(Written problem): Reproduce the data below verbatim, keeping every line in its original order.

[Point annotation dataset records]
-=-=-
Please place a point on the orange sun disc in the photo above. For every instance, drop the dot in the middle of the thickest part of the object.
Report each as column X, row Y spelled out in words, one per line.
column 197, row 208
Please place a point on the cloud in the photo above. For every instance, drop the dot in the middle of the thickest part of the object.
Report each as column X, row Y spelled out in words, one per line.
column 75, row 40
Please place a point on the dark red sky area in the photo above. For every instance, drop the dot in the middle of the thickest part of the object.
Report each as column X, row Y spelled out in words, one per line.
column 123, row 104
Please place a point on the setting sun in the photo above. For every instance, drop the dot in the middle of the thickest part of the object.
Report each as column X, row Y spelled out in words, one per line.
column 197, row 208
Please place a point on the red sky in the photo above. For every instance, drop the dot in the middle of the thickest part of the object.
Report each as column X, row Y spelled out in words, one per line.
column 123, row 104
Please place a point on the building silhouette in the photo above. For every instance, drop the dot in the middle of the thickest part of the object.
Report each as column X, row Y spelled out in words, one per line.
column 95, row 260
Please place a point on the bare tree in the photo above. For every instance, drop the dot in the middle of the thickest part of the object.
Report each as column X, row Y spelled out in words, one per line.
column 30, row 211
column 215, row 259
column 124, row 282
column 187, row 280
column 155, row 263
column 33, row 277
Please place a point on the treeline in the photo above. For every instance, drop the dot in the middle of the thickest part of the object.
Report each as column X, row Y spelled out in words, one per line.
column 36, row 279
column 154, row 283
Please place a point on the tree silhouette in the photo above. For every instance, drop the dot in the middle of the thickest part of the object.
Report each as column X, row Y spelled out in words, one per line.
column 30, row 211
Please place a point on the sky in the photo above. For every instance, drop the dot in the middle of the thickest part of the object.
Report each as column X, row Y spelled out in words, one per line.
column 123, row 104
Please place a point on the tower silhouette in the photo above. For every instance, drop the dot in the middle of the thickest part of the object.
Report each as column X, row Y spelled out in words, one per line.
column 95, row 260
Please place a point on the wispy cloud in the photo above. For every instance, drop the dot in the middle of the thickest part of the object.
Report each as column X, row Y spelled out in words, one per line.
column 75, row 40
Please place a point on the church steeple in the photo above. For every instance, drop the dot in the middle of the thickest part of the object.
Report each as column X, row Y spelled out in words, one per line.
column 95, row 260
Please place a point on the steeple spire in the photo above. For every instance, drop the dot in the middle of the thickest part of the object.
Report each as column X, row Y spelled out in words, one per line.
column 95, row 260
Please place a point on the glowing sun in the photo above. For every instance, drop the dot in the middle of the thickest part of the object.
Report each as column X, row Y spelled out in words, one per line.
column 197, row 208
-=-=-
(Answer for the task):
Please place a point on the orange sun disc in the photo above. For every instance, drop the dot in the middle of the thickest part of the object.
Report each as column X, row Y spelled out in words, one per line.
column 197, row 208
Please place a point on the cloud in the photo above. For every instance, drop the dot in the middle of the thickest part of the object.
Report each as column X, row Y spelled out in words, one per line.
column 75, row 40
Please place a point on the dark red sky area in the photo above. For every instance, drop the dot in the middle of the thickest part of the object.
Report each as column X, row Y spelled out in words, one per line.
column 123, row 104
Please place a point on the setting sun in the photo above. For every instance, drop the dot in the middle of the thickest part of the object.
Report each as column X, row Y spelled out in words, one per line.
column 197, row 208
Please place a point on the red sky in the photo above. For every instance, drop the dot in the middle of the thickest part of the object.
Report each as column X, row Y spelled out in words, one per line.
column 123, row 104
Please place a point on the building silhouette in the photo above. For every instance, drop the dot in the middle of the thickest part of the object.
Report each as column X, row Y spelled out in words, one per line.
column 95, row 260
Please place a point on the bare tree in the photo above. For every instance, drop the dot in the middle of the thickest part of the object.
Report each as column X, row Y spelled out in words, one per line.
column 30, row 211
column 215, row 259
column 124, row 282
column 187, row 280
column 155, row 263
column 33, row 277
Please place a point on the treeline in the photo above. For every instance, drop the dot in the middle of the thickest part of the object.
Report each as column X, row Y spelled out in words, one per line.
column 36, row 279
column 154, row 283
Please place a point on the tree silhouette in the photo above. For every instance, drop the dot in the middle of the thickest part of the object.
Report each as column X, row Y spelled out in words, one per line.
column 30, row 211
Please place a point on the sky in the photo above. For every instance, drop the dot in the middle of the thickest part of the object.
Report each as column X, row Y spelled out in words, one per line.
column 123, row 104
Please place a point on the tower silhouette in the photo above. For every instance, drop the dot in the middle of the thickest part of the object.
Report each as column X, row Y spelled out in words, one per line.
column 95, row 260
Please place a point on the wispy cloud in the photo above. For every instance, drop the dot in the middle of the thickest part of the object.
Report each as column X, row Y spelled out in words, one per line.
column 75, row 40
Please place a point on the church steeple in the photo above. For every instance, drop the dot in the middle of the thickest part of the object.
Report each as column X, row Y spelled out in words, one per line.
column 95, row 260
Please place a point on the steeple spire in the photo above. For every instance, drop the dot in the middle of the thickest part of the object.
Report each as column X, row Y spelled out in words, one per line.
column 95, row 260
Please place a point on the glowing sun in the photo above. For every instance, drop the dot in the middle of the thickest part of the object.
Report each as column X, row Y spelled out in words, one per line.
column 197, row 208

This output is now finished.